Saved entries
────────

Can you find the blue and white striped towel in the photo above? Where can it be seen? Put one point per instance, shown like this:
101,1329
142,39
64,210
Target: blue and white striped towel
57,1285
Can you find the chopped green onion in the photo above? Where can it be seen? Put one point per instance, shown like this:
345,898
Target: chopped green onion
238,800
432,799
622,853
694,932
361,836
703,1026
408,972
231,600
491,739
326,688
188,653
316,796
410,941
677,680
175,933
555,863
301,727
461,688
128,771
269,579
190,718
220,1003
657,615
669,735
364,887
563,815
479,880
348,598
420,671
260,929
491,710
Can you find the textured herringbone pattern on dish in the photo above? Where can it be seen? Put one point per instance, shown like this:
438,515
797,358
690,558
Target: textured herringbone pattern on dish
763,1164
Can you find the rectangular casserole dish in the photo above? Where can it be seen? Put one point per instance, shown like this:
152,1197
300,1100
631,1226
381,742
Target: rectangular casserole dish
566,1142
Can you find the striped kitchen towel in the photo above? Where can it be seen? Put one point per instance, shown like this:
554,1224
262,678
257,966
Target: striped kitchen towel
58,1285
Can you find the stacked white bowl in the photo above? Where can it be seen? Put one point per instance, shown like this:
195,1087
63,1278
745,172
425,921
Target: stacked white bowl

────────

▶ _Activity_
The response should contain each record above, retyped exactly.

▶ _Exercise answer_
Can you find the blue and white striped towel in the photo above? Where can it be seen? Put one point per instance, shown like this:
101,1329
142,39
64,210
Target: blue and white striped towel
57,1285
Can you find the chopped green onion in the photo above? Where can it be seen? Put one point per instance, shown like this:
345,898
Target: chopped green onion
238,800
432,799
622,853
694,932
361,836
703,1026
408,972
231,600
491,739
326,688
188,653
316,796
410,941
677,680
175,933
555,863
301,727
461,688
128,771
269,579
190,718
220,1003
657,615
669,735
364,887
563,815
479,880
348,598
420,671
260,929
491,710
Can you find the textured herringbone pattern on dish in the photo above? Where can it be seen? Put one point per instance, shown like this:
438,515
797,358
690,558
Target: textured herringbone pattern on dish
763,1164
Can you find the rectangular casserole dish in the photo above? Where can it be seen? Put one point per instance, shown like this:
152,1197
300,1100
631,1226
381,742
Target: rectangular casserole dish
566,1142
Can you find the striped kitchen towel in the photo above? Where can it be seen? Put one point per instance, shown like this:
554,1224
262,678
257,966
Target: striped kitchen towel
58,1285
Can you find the stacked white bowl in the photo above? Where can it be seen? Put one point per instance, shown like this:
195,1087
63,1278
745,172
425,921
Target: stacked white bowl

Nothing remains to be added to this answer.